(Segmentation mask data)
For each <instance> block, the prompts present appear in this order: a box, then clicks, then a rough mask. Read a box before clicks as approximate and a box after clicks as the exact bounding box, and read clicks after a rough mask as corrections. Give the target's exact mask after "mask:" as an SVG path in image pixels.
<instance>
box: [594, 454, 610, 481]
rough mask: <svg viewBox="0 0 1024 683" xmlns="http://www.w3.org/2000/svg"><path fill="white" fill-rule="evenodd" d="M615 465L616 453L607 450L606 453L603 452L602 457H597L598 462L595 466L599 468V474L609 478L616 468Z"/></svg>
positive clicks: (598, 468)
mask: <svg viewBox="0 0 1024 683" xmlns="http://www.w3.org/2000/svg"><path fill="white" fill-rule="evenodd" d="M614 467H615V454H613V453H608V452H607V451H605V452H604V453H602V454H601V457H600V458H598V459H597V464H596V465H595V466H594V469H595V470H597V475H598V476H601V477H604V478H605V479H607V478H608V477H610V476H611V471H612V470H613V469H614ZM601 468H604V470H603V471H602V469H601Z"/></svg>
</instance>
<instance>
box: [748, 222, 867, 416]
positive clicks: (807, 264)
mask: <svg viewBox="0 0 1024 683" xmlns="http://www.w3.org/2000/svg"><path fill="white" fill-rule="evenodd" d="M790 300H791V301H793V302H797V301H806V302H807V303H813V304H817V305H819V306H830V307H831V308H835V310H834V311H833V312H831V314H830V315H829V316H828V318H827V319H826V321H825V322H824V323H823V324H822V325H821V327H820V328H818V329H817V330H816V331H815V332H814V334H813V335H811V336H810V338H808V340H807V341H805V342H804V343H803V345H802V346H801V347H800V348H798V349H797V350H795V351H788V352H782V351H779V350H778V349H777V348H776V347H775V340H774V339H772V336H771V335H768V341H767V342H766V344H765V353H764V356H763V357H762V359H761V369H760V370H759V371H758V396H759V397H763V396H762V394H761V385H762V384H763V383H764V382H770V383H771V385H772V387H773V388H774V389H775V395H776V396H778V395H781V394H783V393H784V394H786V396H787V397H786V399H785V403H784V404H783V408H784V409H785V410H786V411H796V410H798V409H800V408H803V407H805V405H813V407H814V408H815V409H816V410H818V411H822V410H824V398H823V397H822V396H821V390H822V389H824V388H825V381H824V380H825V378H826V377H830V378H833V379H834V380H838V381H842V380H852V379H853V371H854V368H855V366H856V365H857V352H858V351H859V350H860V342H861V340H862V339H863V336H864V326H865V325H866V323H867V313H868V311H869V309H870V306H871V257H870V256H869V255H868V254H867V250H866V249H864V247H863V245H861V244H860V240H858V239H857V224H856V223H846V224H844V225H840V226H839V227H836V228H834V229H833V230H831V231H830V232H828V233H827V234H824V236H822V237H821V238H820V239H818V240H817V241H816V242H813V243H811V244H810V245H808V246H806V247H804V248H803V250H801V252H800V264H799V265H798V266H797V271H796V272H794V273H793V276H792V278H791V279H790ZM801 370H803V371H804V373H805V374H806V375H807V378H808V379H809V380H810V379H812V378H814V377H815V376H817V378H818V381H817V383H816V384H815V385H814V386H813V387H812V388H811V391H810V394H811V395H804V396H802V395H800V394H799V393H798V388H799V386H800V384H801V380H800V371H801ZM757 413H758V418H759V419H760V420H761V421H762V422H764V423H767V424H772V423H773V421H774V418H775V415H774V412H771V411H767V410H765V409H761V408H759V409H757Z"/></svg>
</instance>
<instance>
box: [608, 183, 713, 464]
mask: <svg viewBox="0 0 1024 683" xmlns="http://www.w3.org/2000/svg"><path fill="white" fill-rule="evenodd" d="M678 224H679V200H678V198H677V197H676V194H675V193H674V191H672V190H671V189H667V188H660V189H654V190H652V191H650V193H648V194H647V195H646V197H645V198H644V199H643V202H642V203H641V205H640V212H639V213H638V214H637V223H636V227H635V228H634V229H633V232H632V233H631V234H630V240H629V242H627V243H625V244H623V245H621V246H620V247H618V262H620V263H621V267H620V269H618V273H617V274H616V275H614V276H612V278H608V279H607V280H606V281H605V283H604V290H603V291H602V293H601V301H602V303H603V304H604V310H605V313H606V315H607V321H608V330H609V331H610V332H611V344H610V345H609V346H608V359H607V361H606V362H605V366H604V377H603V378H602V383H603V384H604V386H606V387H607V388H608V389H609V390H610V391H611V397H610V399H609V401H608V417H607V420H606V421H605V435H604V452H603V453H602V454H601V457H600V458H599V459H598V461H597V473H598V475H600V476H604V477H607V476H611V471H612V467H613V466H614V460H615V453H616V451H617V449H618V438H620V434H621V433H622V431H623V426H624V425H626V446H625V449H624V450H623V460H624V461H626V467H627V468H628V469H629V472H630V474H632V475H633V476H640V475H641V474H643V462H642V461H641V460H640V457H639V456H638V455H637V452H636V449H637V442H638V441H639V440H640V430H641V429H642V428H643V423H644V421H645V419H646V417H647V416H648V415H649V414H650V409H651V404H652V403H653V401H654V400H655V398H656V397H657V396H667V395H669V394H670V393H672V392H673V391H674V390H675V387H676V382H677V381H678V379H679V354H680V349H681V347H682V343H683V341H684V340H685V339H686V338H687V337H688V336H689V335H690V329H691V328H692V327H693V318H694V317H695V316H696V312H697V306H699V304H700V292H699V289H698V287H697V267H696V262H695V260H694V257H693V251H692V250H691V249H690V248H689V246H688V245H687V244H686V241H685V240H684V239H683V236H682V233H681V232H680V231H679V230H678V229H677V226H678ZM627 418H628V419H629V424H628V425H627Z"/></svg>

=== WHAT YOU NEED TO DO ===
Update the data from its start through the line containing "positive clicks: (598, 468)" by replacing "clicks" with "points" and keeping everything else unchanged. Return only those lines.

=== THE ANSWER ===
For each <instance> block, the prompts present appear in this order: a box, then points, then a rough mask. Read a box before points as approximate and a box after points as the exact bounding box, and read points after a rough mask as corrections. Give the target's exact mask after "mask:" as an SVG path in image pixels.
<instance>
box: [594, 454, 610, 481]
rough mask: <svg viewBox="0 0 1024 683" xmlns="http://www.w3.org/2000/svg"><path fill="white" fill-rule="evenodd" d="M615 465L616 453L607 450L606 453L603 452L602 457H597L598 462L595 466L599 468V474L609 478L616 468Z"/></svg>
positive points: (598, 468)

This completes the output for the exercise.